**DIRECTION**
Reproduce the records below line for line, with no changes of any kind.

** START EXCERPTED DATA **

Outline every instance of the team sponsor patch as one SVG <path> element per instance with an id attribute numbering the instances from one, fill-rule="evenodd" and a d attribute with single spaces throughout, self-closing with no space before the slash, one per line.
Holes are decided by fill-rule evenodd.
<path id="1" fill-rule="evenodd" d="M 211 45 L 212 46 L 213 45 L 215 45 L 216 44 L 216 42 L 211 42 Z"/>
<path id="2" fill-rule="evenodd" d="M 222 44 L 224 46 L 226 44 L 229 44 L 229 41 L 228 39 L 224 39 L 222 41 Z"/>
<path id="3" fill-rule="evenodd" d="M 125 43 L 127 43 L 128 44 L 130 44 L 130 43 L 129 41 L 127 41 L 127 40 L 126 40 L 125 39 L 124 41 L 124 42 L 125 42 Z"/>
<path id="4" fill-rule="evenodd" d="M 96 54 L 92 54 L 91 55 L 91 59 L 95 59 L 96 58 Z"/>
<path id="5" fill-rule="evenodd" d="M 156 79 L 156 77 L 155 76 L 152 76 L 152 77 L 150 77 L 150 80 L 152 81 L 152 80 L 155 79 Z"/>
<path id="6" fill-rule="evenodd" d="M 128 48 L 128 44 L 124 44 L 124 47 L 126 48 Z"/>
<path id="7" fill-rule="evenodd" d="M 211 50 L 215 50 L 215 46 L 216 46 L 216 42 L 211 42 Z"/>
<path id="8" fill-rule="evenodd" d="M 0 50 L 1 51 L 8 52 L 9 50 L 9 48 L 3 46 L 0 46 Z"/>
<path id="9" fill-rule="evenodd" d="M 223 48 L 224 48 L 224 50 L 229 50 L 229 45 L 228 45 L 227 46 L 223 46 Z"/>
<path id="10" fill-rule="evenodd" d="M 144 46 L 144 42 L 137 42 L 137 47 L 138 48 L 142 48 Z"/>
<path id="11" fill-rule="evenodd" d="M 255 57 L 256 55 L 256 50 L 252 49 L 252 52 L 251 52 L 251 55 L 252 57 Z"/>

** END EXCERPTED DATA **

**EXERCISE SOLUTION**
Outline every instance of the team sponsor patch as one SVG <path> element per instance with an id attribute numbering the instances from one, fill-rule="evenodd" and a d attribute with single spaces throughout, self-closing with no space before the slash, one per line.
Holes are decided by fill-rule evenodd.
<path id="1" fill-rule="evenodd" d="M 211 45 L 212 46 L 213 45 L 215 45 L 216 44 L 216 42 L 211 42 Z"/>
<path id="2" fill-rule="evenodd" d="M 222 44 L 224 46 L 226 44 L 229 44 L 229 41 L 228 39 L 224 39 L 222 41 Z"/>
<path id="3" fill-rule="evenodd" d="M 125 43 L 127 43 L 128 44 L 130 44 L 130 43 L 129 41 L 127 41 L 127 40 L 126 40 L 125 39 L 124 41 L 124 42 L 125 42 Z"/>
<path id="4" fill-rule="evenodd" d="M 96 54 L 92 54 L 91 55 L 91 59 L 95 59 L 96 58 Z"/>
<path id="5" fill-rule="evenodd" d="M 156 79 L 156 77 L 155 76 L 152 76 L 152 77 L 150 77 L 150 80 L 152 81 L 152 80 L 155 79 Z"/>
<path id="6" fill-rule="evenodd" d="M 128 48 L 128 44 L 124 44 L 124 47 L 126 48 Z"/>
<path id="7" fill-rule="evenodd" d="M 211 50 L 215 50 L 215 46 L 216 46 L 216 42 L 211 42 Z"/>
<path id="8" fill-rule="evenodd" d="M 0 50 L 1 51 L 8 52 L 9 50 L 9 48 L 3 46 L 0 46 Z"/>
<path id="9" fill-rule="evenodd" d="M 223 48 L 224 48 L 224 50 L 229 50 L 229 45 L 228 45 L 227 46 L 223 46 Z"/>
<path id="10" fill-rule="evenodd" d="M 144 46 L 144 42 L 137 42 L 137 47 L 138 48 L 142 48 Z"/>
<path id="11" fill-rule="evenodd" d="M 255 57 L 256 55 L 256 50 L 252 49 L 252 52 L 251 52 L 251 55 L 252 57 Z"/>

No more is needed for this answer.